## Instruction:
Render each line of the listing below as one string in a JSON list, omitting blank lines.

## Region segmentation data:
<<<<

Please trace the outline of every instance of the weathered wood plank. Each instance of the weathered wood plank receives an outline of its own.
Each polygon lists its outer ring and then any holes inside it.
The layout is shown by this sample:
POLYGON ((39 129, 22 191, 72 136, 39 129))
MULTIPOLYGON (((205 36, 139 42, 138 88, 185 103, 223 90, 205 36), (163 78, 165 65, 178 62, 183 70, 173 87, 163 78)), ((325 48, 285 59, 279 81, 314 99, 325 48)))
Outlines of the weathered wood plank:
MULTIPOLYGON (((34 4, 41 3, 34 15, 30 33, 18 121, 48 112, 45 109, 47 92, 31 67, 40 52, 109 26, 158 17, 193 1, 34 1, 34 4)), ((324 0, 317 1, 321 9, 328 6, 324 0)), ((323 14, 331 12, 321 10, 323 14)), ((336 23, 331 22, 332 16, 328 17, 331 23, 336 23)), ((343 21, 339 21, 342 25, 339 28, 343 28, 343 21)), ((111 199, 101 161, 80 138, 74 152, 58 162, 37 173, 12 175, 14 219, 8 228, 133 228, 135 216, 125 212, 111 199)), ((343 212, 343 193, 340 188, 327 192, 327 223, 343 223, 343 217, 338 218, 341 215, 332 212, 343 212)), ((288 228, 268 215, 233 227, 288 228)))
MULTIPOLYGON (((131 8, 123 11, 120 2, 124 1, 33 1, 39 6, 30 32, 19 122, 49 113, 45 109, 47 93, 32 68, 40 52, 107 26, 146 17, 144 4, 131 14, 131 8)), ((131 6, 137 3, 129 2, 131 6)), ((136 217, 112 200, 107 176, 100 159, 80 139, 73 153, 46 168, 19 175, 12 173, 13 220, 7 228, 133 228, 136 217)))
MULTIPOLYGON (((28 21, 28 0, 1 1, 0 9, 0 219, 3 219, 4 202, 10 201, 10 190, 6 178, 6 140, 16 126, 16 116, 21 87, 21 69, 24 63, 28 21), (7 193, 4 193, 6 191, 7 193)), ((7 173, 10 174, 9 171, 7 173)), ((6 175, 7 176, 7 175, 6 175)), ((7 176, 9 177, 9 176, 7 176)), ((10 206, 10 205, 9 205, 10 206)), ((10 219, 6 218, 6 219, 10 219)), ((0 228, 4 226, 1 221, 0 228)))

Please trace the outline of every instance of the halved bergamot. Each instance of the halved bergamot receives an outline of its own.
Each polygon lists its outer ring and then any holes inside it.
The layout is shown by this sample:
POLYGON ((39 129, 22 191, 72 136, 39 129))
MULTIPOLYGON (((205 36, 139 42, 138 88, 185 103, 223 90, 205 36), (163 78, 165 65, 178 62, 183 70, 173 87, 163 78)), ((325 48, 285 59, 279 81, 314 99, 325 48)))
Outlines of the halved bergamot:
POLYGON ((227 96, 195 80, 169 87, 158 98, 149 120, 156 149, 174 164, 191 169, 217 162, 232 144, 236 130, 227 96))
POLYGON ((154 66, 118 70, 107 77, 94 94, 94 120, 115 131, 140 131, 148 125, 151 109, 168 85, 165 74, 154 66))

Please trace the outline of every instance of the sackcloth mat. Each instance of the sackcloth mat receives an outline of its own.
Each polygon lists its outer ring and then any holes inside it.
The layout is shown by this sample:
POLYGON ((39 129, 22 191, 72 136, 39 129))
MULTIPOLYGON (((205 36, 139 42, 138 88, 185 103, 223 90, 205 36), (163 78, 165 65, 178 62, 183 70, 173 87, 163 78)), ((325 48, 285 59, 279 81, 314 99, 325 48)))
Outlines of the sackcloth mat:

>>>>

## Output for this task:
[
  "Please trace the outline of every instance of the weathered wood plank. Each instance of the weathered wood plank receives an outline of its own.",
  "Each polygon lists its outer ring and then any holes inside it.",
  "The layout is shown by this sample:",
  "POLYGON ((39 129, 22 191, 72 136, 39 129))",
  "MULTIPOLYGON (((205 36, 139 42, 138 88, 185 103, 223 90, 205 36), (163 78, 165 65, 178 62, 183 70, 173 87, 163 78)), ((325 48, 285 59, 279 81, 314 99, 325 48)))",
  "Outlines of the weathered wood plank:",
  "MULTIPOLYGON (((34 4, 41 3, 34 15, 30 33, 18 121, 48 112, 45 109, 47 92, 31 67, 40 52, 109 26, 158 17, 193 1, 34 1, 34 4)), ((324 0, 317 1, 321 9, 328 6, 324 0)), ((323 14, 331 12, 321 10, 323 14)), ((336 23, 331 22, 332 16, 328 17, 331 23, 336 23)), ((343 21, 339 21, 342 25, 339 28, 343 28, 343 21)), ((111 199, 101 161, 80 138, 74 152, 58 162, 37 173, 12 175, 14 219, 8 228, 133 228, 135 216, 125 212, 111 199)), ((343 212, 343 193, 340 188, 327 192, 327 223, 343 223, 343 217, 338 218, 341 215, 332 212, 343 212)), ((288 228, 268 215, 233 227, 288 228)))",
  "MULTIPOLYGON (((131 8, 123 11, 120 2, 124 1, 33 1, 39 6, 30 32, 19 122, 49 113, 45 109, 47 93, 32 68, 40 52, 107 26, 146 17, 144 4, 131 14, 131 8)), ((131 6, 137 3, 129 2, 131 6)), ((136 217, 112 200, 107 176, 100 159, 80 139, 73 153, 46 168, 19 175, 12 173, 13 220, 7 228, 133 228, 136 217)))",
  "MULTIPOLYGON (((28 21, 28 0, 1 1, 0 9, 0 219, 3 219, 4 202, 10 201, 10 190, 6 178, 6 140, 16 126, 16 116, 21 87, 21 69, 24 63, 28 21), (7 193, 4 193, 6 191, 7 193)), ((7 173, 10 174, 9 171, 7 173)), ((6 175, 7 176, 7 175, 6 175)), ((7 176, 9 177, 9 176, 7 176)), ((10 206, 10 205, 9 205, 10 206)), ((10 219, 6 218, 6 219, 10 219)), ((0 228, 4 226, 1 221, 0 228)))",
  "Please trace the outline of every instance of the halved bergamot. Each instance of the halved bergamot receives an outline of its own.",
  "Each polygon lists its outer ring and then any holes inside it.",
  "The layout is shown by this sample:",
  "POLYGON ((39 129, 22 191, 72 136, 39 129))",
  "MULTIPOLYGON (((205 36, 139 42, 138 88, 185 103, 223 90, 205 36), (163 78, 165 65, 178 62, 183 70, 173 87, 163 78)), ((325 48, 285 59, 279 81, 314 99, 325 48)))",
  "Outlines of the halved bergamot:",
  "POLYGON ((227 96, 195 80, 169 87, 158 98, 149 120, 156 149, 174 164, 191 169, 217 162, 232 144, 236 130, 227 96))",
  "POLYGON ((154 66, 118 70, 107 77, 94 94, 94 120, 115 131, 140 131, 148 125, 151 109, 168 85, 165 74, 154 66))",
  "Please trace the outline of every instance of the sackcloth mat. Each instance of the sackcloth mat receives an outline of its own.",
  "Each polygon lists its outer ring and then any holes inside it.",
  "The layout is shown by this sample:",
  "POLYGON ((39 129, 22 191, 72 136, 39 129))",
  "MULTIPOLYGON (((205 36, 139 42, 138 88, 185 103, 223 90, 205 36), (163 78, 165 65, 178 62, 183 70, 173 87, 163 78)), ((325 48, 285 59, 279 81, 314 99, 325 48)))",
  "Outlines of the sackcloth mat:"
]